[Stored data entries]
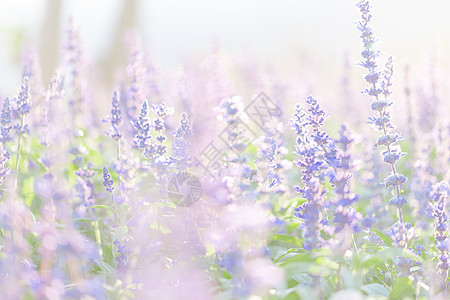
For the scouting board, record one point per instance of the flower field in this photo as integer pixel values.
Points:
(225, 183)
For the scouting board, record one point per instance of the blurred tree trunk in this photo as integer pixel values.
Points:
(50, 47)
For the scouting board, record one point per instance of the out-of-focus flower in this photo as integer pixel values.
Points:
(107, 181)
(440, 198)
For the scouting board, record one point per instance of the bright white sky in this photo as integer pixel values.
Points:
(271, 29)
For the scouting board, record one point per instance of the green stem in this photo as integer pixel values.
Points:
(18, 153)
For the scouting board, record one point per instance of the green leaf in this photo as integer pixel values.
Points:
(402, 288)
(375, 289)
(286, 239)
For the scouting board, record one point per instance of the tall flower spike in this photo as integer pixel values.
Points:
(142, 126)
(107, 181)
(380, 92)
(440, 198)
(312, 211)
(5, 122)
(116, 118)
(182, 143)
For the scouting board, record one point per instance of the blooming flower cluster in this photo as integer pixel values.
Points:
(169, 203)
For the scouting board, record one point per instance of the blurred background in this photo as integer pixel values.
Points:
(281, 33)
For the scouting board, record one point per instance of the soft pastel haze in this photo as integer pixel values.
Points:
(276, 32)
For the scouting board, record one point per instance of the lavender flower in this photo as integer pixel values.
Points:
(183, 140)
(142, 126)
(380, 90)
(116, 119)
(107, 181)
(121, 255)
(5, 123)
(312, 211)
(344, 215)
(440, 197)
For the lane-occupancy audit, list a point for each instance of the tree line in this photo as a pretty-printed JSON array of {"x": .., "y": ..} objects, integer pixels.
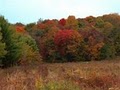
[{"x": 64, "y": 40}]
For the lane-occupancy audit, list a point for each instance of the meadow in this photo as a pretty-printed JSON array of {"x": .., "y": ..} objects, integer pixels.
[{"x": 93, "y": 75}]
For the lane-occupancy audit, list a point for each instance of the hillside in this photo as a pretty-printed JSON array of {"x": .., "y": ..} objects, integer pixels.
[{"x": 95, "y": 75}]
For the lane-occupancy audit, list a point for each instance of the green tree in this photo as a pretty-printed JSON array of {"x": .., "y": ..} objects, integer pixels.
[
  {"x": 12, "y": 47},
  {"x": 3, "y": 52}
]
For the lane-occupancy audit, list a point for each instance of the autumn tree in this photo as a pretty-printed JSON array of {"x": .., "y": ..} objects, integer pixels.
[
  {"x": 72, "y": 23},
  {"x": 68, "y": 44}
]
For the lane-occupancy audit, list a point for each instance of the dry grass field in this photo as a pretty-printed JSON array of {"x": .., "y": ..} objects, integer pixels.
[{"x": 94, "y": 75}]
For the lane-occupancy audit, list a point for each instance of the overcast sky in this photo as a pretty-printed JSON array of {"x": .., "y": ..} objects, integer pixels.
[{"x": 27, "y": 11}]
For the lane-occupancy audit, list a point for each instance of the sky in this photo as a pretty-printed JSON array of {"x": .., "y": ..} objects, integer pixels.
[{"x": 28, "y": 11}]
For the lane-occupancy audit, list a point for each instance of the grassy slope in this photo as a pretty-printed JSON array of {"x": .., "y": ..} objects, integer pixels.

» Exercise requirements:
Rewrite all of the lines above as a numbered list, omitting any blank lines and leaving out the pictures.

» Response:
1. For the scouting board, record one point per instance of the flower field in this photo as integer pixel values.
2. Points:
3. (225, 183)
4. For the scouting board, record one point per instance of the blurred tree trunk in this photo as integer pixel values.
5. Points:
6. (50, 47)
7. For the scouting board, record one point per instance of the out-of-focus flower in this photo as integer pixel values.
8. Points:
9. (107, 181)
10. (440, 198)
11. For the scouting board, record one point per instance of the bright white sky in this photo as integer pixel values.
12. Points:
13. (271, 29)
14. For the scouting board, record one point per instance of the green stem in this photo as integer pixel values.
15. Points:
16. (18, 153)
17. For the scouting board, record one point per instance of the green leaf in this photo as integer pixel values.
18. Points:
19. (402, 288)
20. (375, 289)
21. (286, 239)
22. For the scouting board, record one point per instance of the tall flower spike in this photo as integer pixel values.
23. Points:
24. (142, 126)
25. (107, 181)
26. (380, 92)
27. (440, 198)
28. (312, 211)
29. (5, 122)
30. (116, 118)
31. (182, 143)
32. For the scouting board, record one point per instance of the blooming flower cluster in this photo as integer pixel values.
33. Points:
34. (169, 203)
35. For the scouting board, record one point per instance of the blurred background in this photo as integer pixel values.
36. Points:
37. (281, 33)
38. For the scouting board, record one point per instance of the soft pastel haze in this photo as integer pixel values.
39. Points:
40. (276, 32)
41. For the scouting board, record one point per instance of the lavender flower in this photo as integer pixel values.
42. Points:
43. (183, 140)
44. (142, 126)
45. (380, 90)
46. (116, 119)
47. (107, 181)
48. (121, 255)
49. (5, 123)
50. (312, 211)
51. (344, 215)
52. (440, 197)
53. For the lane-occupancy audit, list a point for each instance of the tree line in this photo as a pretty-printed JSON array of {"x": .., "y": ..} objects, integer pixels.
54. [{"x": 64, "y": 40}]
55. For the lane-occupancy audit, list a point for each instance of the meadow in this photo as a pretty-printed JSON array of {"x": .., "y": ..} objects, integer pixels.
56. [{"x": 93, "y": 75}]
57. For the lane-occupancy audit, list a point for each instance of the hillside in this photo as a pretty-printed JSON array of {"x": .., "y": ..} objects, integer pixels.
58. [{"x": 95, "y": 75}]
59. For the lane-occupancy audit, list a point for each instance of the green tree in this photo as a pretty-printed JSON array of {"x": .., "y": ..} objects, integer pixels.
60. [
61.   {"x": 12, "y": 47},
62.   {"x": 3, "y": 52}
63. ]
64. For the lane-occupancy audit, list a point for each instance of the autumn tree in this photo as a pretty-printed JSON array of {"x": .., "y": ..} objects, integer pixels.
65. [
66.   {"x": 72, "y": 23},
67.   {"x": 68, "y": 44}
68. ]
69. For the lane-occupancy audit, list a point for each instance of the dry grass field in this photo as a pretty-printed JSON array of {"x": .., "y": ..} objects, integer pixels.
70. [{"x": 94, "y": 75}]
71. For the lane-occupancy audit, list a point for each instance of the overcast sky in this photo as a pretty-printed JSON array of {"x": .., "y": ..} objects, integer pixels.
72. [{"x": 27, "y": 11}]
73. For the lane-occupancy audit, list a point for each instance of the sky in this photo as a pretty-printed JSON array of {"x": .., "y": ..} objects, integer pixels.
74. [{"x": 28, "y": 11}]
75. For the lane-occupancy audit, list a point for each instance of the grassy slope in this photo as a pretty-printed JSON array of {"x": .., "y": ..} objects, integer pixels.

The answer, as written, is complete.